## TEXTBLOCK
——
40 Kilometer südlich von Hanoi hat seit 2016 dieser exklusive Country Club für Mitglieder, die allesamt der Führungsriege und High Society von Vietnam angehören, geöffnet. Maximal 60 Gäste werden pro Tag auf die Anlage gelassen und ohne einen erfahrenen Golforganisator mit Ortskenntnis läuft hier absolut nichts. Sich um eine Startzeit zu bemühen lohnt sich allerdings, denn das Layout ist abwechslungsreich und der Pflegezustand exzellent. Wenn der Clubmanager einen guten Tag hat, erlaubt er nach der Runde noch 18 Löcher auf dem Precision Course. Diese Einladung sollte man auf keinen Fall ausschlagen.

Killerloch:
Äußerst selten ist ein Par 3 die kniffligste Bahn eines Platzes, doch in Tràng An ist dies der Fall. Loch 8 ist mit 198 Metern von den Back Tees nichts für schwache Nerven und die Tatsache, dass links vom Grün tiefe Bunker und rechts ein riesiger See lauern, macht die Angelegenheit nicht einfacher.
——
## DATENSÄTZE
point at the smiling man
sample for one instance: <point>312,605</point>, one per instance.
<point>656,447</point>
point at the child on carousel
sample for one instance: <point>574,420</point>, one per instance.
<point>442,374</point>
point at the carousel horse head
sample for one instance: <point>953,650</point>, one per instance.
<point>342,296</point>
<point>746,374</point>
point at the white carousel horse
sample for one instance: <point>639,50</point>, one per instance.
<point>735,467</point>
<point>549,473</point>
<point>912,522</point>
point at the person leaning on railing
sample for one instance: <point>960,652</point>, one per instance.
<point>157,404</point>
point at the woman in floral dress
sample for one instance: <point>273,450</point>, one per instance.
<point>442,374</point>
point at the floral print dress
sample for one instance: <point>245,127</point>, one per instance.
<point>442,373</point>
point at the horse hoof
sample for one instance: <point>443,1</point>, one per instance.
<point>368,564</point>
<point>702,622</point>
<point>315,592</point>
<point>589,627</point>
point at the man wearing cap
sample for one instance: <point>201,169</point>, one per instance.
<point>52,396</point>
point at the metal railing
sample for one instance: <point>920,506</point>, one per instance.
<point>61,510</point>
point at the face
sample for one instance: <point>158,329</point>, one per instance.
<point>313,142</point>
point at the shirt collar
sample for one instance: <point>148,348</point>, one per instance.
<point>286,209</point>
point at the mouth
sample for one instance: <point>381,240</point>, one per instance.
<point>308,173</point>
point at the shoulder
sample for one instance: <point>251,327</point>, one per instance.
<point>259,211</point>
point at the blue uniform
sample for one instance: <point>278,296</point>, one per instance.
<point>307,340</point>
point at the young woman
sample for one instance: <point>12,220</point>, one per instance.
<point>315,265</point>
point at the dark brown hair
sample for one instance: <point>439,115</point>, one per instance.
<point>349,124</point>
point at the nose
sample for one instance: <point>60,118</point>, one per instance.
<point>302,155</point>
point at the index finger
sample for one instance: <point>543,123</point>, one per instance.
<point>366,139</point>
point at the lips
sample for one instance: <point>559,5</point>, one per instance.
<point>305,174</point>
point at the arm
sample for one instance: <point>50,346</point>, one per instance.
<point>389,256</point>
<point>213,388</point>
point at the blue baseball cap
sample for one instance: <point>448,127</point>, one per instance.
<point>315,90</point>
——
## AUFGABENSAMMLUNG
(1) Beantworte anhand des Textes über den Golfclub bei Hanoi die folgenden Fragen.
(a) Wie viele Gäste werden pro Tag höchstens auf die Anlage gelassen?
(b) Wie lang ist Loch 8 von den Back Tees?
(c) Seit welchem Jahr hat der Country Club geöffnet?
(2) Prüfe, ob die folgenden Aussagen mit dem Text über den Golfclub bei Hanoi übereinstimmen. Antworte jeweils mit Ja oder Nein und zitiere die entscheidenden Worte des Textes.
(a) Der Club liegt 40 Kilometer nördlich von Hanoi.
(b) Rechts vom Grün an Loch 8 liegt ein riesiger See.
(c) Der Clubmanager erlaubt nach der Runde in jedem Fall noch 18 Löcher auf dem Precision Course.
(3) Setze den Text über den Golfclub bei Hanoi nach seinem letzten Satz fort.

## LÖSUNGEN
(1)
(a) Höchstens 60 Gäste pro Tag.
(b) 198 Meter.
(c) Seit 2016.

(2)
(a) Nein: „40 Kilometer südlich von Hanoi“
(b) Ja: „rechts ein riesiger See lauern“
(c) Nein: „Wenn der Clubmanager einen guten Tag hat, erlaubt er nach der Runde noch 18 Löcher auf dem Precision Course.“

(3)
www.trangangolf.com

FLC SAM SON GOLF LINKS

FLC SAM SON GOLF LINKS

18 Löcher, Par 72, 6.620 Meter

Adresse
Thanh Niên St.
Quâng Cu ward, Sâm Sôn City
Thanh Hoá Province, Vietnam
Tel. +84 237.6597979

Greenfee:
ca. 45 Euro (plus 19 Euro Caddie-Fee)

Die Nicklaus Design Company entwarf diesen 2015 eröffneten Golfplatz, der auf einer Landzunge zwischen dem Ma-Fluss und dem Südchinesischen Meer liegt. Das Layout erinnert mit seinen welligen Fairways, riesigen Grüns und zahlreichen Sandflächen an einen Links-Platz und vier der abwechslungsreichen Spielbahnen bieten auch Meerblick auf den Golf von Tonkin, doch die Entscheidung, Hunderte Bäume zwischen die Fairways zu pflanzen, wird diesen Links-Charakter in den kommenden Jahren sicher schmälern.

Killerloch:
Loch Nummer 5 hat alles, was ein langes, knüppelhartes Par von Weltklasse braucht: mehr als 400 Meter Länge von den Back Tees, riesige Bunker neben der Drive-Landezone und ein Grün gefährlich nah an einem Wasserhindernis, das so groß ist wie ein Badesee.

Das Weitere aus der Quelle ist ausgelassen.